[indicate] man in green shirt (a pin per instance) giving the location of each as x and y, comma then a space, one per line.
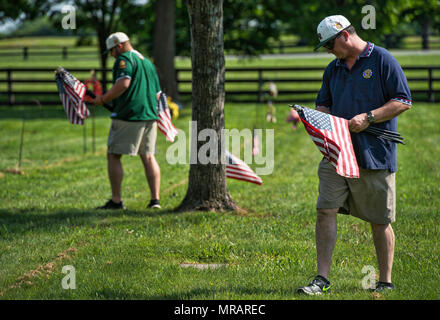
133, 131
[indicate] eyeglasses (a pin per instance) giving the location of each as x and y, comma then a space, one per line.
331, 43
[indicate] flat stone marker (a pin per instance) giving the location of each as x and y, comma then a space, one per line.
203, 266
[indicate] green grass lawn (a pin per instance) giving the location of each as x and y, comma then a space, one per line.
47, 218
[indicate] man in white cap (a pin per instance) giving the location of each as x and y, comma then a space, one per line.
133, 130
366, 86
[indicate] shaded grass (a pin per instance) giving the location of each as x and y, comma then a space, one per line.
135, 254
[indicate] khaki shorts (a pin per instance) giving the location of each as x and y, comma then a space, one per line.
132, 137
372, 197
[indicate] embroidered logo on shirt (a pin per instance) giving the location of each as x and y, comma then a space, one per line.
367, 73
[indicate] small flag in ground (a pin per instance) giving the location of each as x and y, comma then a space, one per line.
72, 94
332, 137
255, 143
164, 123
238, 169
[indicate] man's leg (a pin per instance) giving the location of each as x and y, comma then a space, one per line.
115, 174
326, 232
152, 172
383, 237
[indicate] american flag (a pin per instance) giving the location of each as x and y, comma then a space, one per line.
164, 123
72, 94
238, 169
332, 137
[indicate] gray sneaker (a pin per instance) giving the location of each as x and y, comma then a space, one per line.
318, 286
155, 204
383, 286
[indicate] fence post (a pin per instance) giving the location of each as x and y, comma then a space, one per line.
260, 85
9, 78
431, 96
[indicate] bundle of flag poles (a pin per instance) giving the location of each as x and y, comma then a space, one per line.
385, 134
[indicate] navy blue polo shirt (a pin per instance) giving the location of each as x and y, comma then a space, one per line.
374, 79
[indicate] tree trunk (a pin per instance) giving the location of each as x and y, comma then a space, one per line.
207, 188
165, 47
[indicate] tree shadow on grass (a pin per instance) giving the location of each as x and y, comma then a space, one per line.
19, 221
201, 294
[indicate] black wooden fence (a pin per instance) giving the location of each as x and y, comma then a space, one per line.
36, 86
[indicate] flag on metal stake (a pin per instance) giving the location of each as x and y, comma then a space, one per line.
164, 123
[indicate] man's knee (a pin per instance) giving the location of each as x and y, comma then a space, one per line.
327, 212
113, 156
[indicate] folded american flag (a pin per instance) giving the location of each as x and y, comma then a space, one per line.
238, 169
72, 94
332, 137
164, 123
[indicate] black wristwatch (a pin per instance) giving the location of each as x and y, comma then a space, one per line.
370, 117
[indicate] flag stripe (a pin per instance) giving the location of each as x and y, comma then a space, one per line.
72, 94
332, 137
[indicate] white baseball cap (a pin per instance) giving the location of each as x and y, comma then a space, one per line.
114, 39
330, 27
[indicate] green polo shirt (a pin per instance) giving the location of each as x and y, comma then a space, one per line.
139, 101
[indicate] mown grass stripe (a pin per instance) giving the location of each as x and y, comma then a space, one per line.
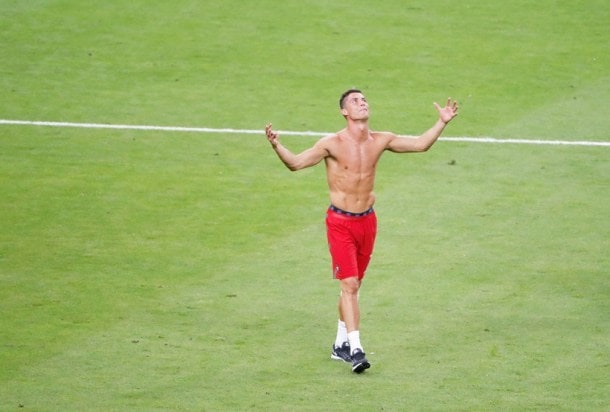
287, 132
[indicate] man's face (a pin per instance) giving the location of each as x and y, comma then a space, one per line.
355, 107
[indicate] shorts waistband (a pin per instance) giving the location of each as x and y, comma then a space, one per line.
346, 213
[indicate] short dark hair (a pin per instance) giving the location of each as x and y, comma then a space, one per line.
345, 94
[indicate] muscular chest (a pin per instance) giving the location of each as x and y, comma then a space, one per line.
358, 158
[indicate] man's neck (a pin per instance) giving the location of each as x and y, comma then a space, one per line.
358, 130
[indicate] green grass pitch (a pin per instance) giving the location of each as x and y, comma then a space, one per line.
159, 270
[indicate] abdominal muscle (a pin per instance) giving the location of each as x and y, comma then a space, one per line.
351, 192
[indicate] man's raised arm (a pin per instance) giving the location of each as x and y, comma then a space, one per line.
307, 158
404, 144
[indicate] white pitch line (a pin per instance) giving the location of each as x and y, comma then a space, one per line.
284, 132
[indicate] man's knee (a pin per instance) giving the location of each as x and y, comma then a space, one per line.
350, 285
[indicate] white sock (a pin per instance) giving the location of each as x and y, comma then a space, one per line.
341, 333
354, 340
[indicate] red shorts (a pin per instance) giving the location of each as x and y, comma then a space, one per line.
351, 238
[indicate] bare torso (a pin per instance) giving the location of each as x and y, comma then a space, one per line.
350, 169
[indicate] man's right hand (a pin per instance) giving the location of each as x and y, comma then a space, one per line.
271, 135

· · · ·

All of the data, minus its pictures, should be repeated exactly.

Answer to this task
[indicate] man in green shirt (a pin per instance) giving the location of each as x and y, comma then a space, one per line.
133, 131
[indicate] eyeglasses (a pin per instance) giving the location of each as x and y, comma then a space, one per line.
331, 43
[indicate] flat stone marker (a pin per instance) giving the location of each as x and y, comma then a space, one per line.
203, 266
[indicate] green grass lawn (a pin per instance) giving the location of each as x and y, comma then a space, one per line.
47, 218
[indicate] man in white cap (a pin per instance) giving the location of each as x and y, comma then a space, one per line.
133, 130
366, 86
[indicate] shaded grass (a pin per instance) giving the location of each as x and y, comma then a space, one per line.
135, 254
[indicate] khaki shorts (a pin per instance) giving the location of each as x and y, comma then a space, one per line.
132, 137
372, 197
[indicate] embroidered logo on shirt (a pin per instance) giving the location of each as x and y, comma then a space, one per line.
367, 73
[indicate] small flag in ground (a pin per instance) giving the location of each as x and y, comma then a space, one per line.
72, 94
332, 137
255, 143
164, 123
238, 169
[indicate] man's leg (a pin per instance) giving the location of each as x and y, comma then a space, one per line.
115, 174
326, 232
152, 172
383, 237
[indicate] american flag (a pin per instance) giving the location of each as x and y, comma then a space, one per line.
164, 123
72, 94
238, 169
332, 137
[indicate] gray sneaker (a pin per instance) giving the location of each as x and y, comma then a space, one per line.
318, 286
155, 204
383, 286
[indicate] fence post (a pin per instance) giving the location of each as x and y, comma then a space, one per line.
260, 85
9, 78
431, 96
[indicate] bundle of flag poles (a pin per instance) giving the location of each as x and y, comma then a space, one per line.
385, 134
[indicate] navy blue polo shirt (a pin per instance) giving the location of each as x and y, comma then a space, one per line.
374, 79
[indicate] tree trunk (a pin per instance) giving the location of each as x and y, comma then a space, one per line.
207, 188
165, 47
[indicate] tree shadow on grass (a pin per instance) giving the location of each as x and y, comma then a space, one per line.
19, 221
201, 294
[indicate] black wooden fence (a pin per instance) giving the location of each as x and y, comma then a space, one per line.
36, 86
[indicate] flag on metal stake (a pin per instance) giving the location of each as x and y, comma then a space, one per line.
164, 123
[indicate] man's knee (a pin per instance) giving the location of each as x and y, comma then a space, one per line.
327, 212
113, 156
[indicate] folded american flag (a pin per instance) giving the location of each as x and y, comma then a space, one per line.
238, 169
72, 94
332, 137
164, 123
[indicate] black wristwatch (a pin per instance) giving the location of each as x and y, comma then a space, one per line.
370, 117
[indicate] flag stripe (a pin per instance) giving the location of each as x and y, comma then a space, one per line.
72, 94
332, 137
[indicate] white baseball cap (a pin per instance) giving the location of each as x and y, comma then a space, one per line.
114, 39
330, 27
[indicate] green polo shirt (a pin per instance) giving the location of each as x and y, comma then a space, one per line.
139, 101
[indicate] mown grass stripe (a pin per instance) giving the location of each as x and y, comma then a space, one per line.
287, 132
[indicate] man's face (a pin per instance) giving the location of each as x and y, comma then a space, one per line.
355, 107
[indicate] shorts waistband (a pin per instance) giving the location of each as x and y, comma then a space, one per line.
346, 213
[indicate] short dark hair (a pin per instance) giving the location of each as x and y, comma then a space, one per line.
345, 94
[indicate] muscular chest (a pin per instance) giving the location of each as x and y, comma then a space, one per line.
358, 158
[indicate] man's neck (a pin per instance) giving the location of each as x and y, comma then a space, one per line.
358, 130
[indicate] green grass pitch (a pin per instance) giving the location of each as x and y, comma then a space, one per line.
159, 270
[indicate] abdominal muscle (a pin per instance) giving the location of each as x and y, comma then a space, one per line.
351, 192
[indicate] man's raised arm (a pin per instance) giving the location of each as x and y, comma then a space, one per line.
307, 158
404, 144
[indicate] white pitch line (a pin per instance) giving the location of each as x and y, comma then a space, one per line.
284, 132
[indicate] man's knee (a pin per instance) giving the location of each as x and y, comma then a space, one per line.
350, 285
[indicate] white sock (a pin per instance) giving the location of each as x and y, comma then a space, one per line.
341, 333
354, 340
[indicate] red shorts (a pin per instance) giving the location of each as x and y, comma then a space, one per line.
351, 238
[indicate] bare torso (a pin per instance) giving the location of each as x and y, comma then a space, one per line.
350, 169
[indicate] man's right hand (a pin per instance) giving the location of each as x and y, comma then a space, one per line.
271, 135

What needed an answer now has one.